◆ SOURCE DOCUMENT
· · · · · · ·

FIG. 5 illustrates an example of an Initial Control Response (ICR) Multi-STA Block Acknowledgement (Multi-STA BA) frame 500 including one or more Per AID TID Info fields 518 in accordance with embodiments of the present disclosure. The Multi-STA BlockAck frame 500 of the illustrated example includes a plurality fields, including a Frame Control field 502, a Duration/ID field 504, an RA field 506, a TA field 508, a BA Control field 510, a BA Information field 512 including one or more Per AID TID Info fields 518, a padding field 514 (e.g., including Per AID TID List padding), and an FCS field 516. An example of a format of a Per AID TID Info field 518 is described in greater detail with reference to FIG. 6.

In an example, the BA Information field 512 is only permitted to carry at least a single Per AID TID Info field 518 or, alternatively, no Per AID TID Info fields 518 for dynamic control information when feedback information is unknown or unavailable. In another example, the combination of Per AID TID Info fields 518 carries all of the required/solicited dynamic control information included in the (ICR) Multi-STA BA frame 500. The combination/omission of fields may result, for example, in reduced overhead (e.g., a reduced number of fields and/or unused bits) for communicating required feedback/dynamic control information.

FIG. 6 illustrates an example of a Per AID TID Info field 518 of FIG. 5 in accordance with an embodiment of the present disclosure. The Per AID TID Info field 600 of this example includes an AID TID Info field 602, a Block Ack Starting Sequence Control field 604, and a Control Information (feedback) field 606 (e.g., 4, 8, 16, 32, 64 or 128 octets) carrying requested dynamic control information, if any, of an ICR. For example, the Control Information field 606 may include information such as feedback type, feedback size, and feedback information (e.g., unavailability target start time, unavailability duration, etc.).

The AID TID Info field 602 of the illustrated example includes an AID11 subfield 608, an Ack Type subfield 610, and a Traffic Identifier (TID) subfield 612. In an example, the AID11 subfield 608 includes an AID value that is greater than 2007 when the Per AID TID Info field carries feedback information. In another example, the Ack Type subfield 610 is set to 0 when the Per AID TID Info field 600 carries feedback/dynamic control information, and is set to 1 when the Per AID TID Info field 600 does not carry feedback/dynamic control information. In a further example, the absence of a Per AID TID field 600 indicates that a Multi-STA BA frame does not carry feedback/dynamic control information.

· · · · · · ·

◆ DATASET CONTENT
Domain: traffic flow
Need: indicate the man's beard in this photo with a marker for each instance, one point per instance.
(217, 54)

· · · · · · ·

◆ PROBLEMS
[a] Rewrite the part of the passage on the Multi-STA BA frame that runs from "FIG. 6 illustrates" down to "unavailability duration, etc.).", renaming "Block Ack Starting Sequence Control field" as "BA SSC field".
[b] Answer these questions using the passage on the Multi-STA BA frame.
(i) What reference number does the FCS field carry?
(ii) Which octet sizes are given for the Control Information (feedback) field?
(iii) What is the Ack Type subfield set to when the Per AID TID Info field carries feedback or dynamic control information?
[c] According to the passage on the Multi-STA BA frame, which fields does the Multi-STA BlockAck frame 500 include? List every one.

◆ ANSWERS TO THE PROBLEMS
[a]
FIG. 6 illustrates an example of a Per AID TID Info field 518 of FIG. 5 in accordance with an embodiment of the present disclosure. The Per AID TID Info field 600 of this example includes an AID TID Info field 602, a BA SSC field 604, and a Control Information (feedback) field 606 (e.g., 4, 8, 16, 32, 64 or 128 octets) carrying requested dynamic control information, if any, of an ICR. For example, the Control Information field 606 may include information such as feedback type, feedback size, and feedback information (e.g., unavailability target start time, unavailability duration, etc.).

[b]
(i) 516
(ii) 4, 8, 16, 32, 64 or 128 octets
(iii) 0

[c]
Frame Control field 502
Duration/ID field 504
RA field 506
TA field 508
BA Control field 510
BA Information field 512
padding field 514
FCS field 516